» BLOCO DE TEXTO:
"Ave maria! Como
falava bem! Que orador entusiasta! Quanto charme!". Exterioriza Zélia Gattai sua admiração por Jorge Amado
nos tempos em que ele era um jovem escritor, militante, presidente da delegação
baiana de escritores no primeiro congresso de escritores brasileiros.
O ano era 1945, tempos de
ditadura no Brasil. Jorge Amado se encontrava clandestinamente no estado de São
Paulo, já que estava proibido de sair da Bahia depois de voltar do exílio na
Argentina e Uruguai. Retomou suas atividades no jornal O Imperial, colaborando
com crônicas e contos. Porém Jorge era inquieto de mais, idealista de mais para
cruzar os braços diante do que acontecia no país, desobedecendo seja lá quem quer que
fosse, seguiu em direção a São Paulo, filiado ao PCB protestou contra a guerra
e pela a anistia de presos políticos. E é nessa situação que se dá o encontro
de Jorge amado e Zélia Gattai, com quem ele se casa.
Jorge tinha fama de galanteador,
vivia às voltas de mulheres bonitas e intelectuais. Zélia era uma moça tímida,
segundo sua própria mãe, despreparada para ser companheira de tal
personalidade, no fim das contas, ela acabaria largada quando o rapaz cansasse,
era uma questão de tempo. Ao contrário disso, os 56 de convivência com Jorge
transformou Zélia em uma escritora respeitada e só a morte os separou em 2001. Nem
no fim da vida, quando Jorge passava o dia de olhos fechados, quieto, ele
deixou de ama-la, lembrava com detalhes como ocorrera o primeiro beijo e
discutindo qual dos dois teria tido essa iniciativa, colocando sempre a culpa
em Zélia. Na verdade, os dois se esbarraram na cozinha do apartamento de Jorge
onde acontecia um encontro entre artistas, propositalmente, não se sabe, ele a
chamou para ajudá-lo a pegar copos e bebidas e acidentalmente aconteceu o
primeiro e breve beijo do casal.

» LINHAS:

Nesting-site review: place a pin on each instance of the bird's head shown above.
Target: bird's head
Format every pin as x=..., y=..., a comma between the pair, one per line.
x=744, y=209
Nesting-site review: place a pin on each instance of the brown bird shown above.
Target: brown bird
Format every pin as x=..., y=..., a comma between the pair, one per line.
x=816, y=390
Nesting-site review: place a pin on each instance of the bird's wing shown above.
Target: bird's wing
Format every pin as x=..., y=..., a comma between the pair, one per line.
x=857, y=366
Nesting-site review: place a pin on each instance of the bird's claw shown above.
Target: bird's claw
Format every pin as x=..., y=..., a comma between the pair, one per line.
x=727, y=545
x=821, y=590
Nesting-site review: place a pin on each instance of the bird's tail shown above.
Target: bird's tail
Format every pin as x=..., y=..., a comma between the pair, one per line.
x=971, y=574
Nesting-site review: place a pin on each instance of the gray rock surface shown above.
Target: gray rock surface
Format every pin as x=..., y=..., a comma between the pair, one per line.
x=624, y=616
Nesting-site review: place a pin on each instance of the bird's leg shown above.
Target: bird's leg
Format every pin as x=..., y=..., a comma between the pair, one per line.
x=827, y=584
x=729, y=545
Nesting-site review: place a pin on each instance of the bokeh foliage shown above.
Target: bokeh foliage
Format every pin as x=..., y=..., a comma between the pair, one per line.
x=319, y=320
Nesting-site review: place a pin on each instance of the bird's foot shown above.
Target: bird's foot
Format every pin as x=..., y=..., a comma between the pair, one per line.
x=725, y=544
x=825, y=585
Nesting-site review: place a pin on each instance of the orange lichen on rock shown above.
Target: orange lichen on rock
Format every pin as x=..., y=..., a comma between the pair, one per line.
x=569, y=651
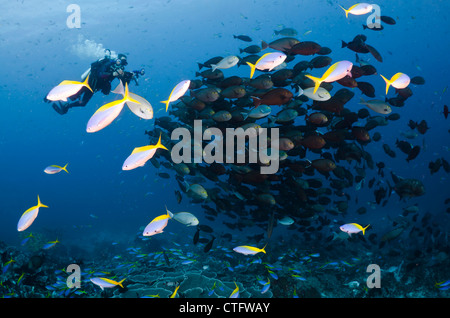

» EXERCÍCIOS:
• 1. No texto sobre Jorge Amado e Zélia Gattai, em que ano a morte separou o casal?
• 2. Por favor, traduza para o inglês esta frase do texto sobre Jorge Amado e Zélia Gattai: "O ano era 1945, tempos de ditadura no Brasil."
• 3. Reproduza o trecho do texto sobre Jorge Amado e Zélia Gattai que começa nas palavras "O ano era 1945, tempos" e termina em "ele se casa.".

» RESPOSTAS DADAS:
• 1. Em 2001.

• 2. The year was 1945, a time of dictatorship in Brazil.

• 3.
O ano era 1945, tempos de
ditadura no Brasil. Jorge Amado se encontrava clandestinamente no estado de São
Paulo, já que estava proibido de sair da Bahia depois de voltar do exílio na
Argentina e Uruguai. Retomou suas atividades no jornal O Imperial, colaborando
com crônicas e contos. Porém Jorge era inquieto de mais, idealista de mais para
cruzar os braços diante do que acontecia no país, desobedecendo seja lá quem quer que
fosse, seguiu em direção a São Paulo, filiado ao PCB protestou contra a guerra
e pela a anistia de presos políticos. E é nessa situação que se dá o encontro
de Jorge amado e Zélia Gattai, com quem ele se casa.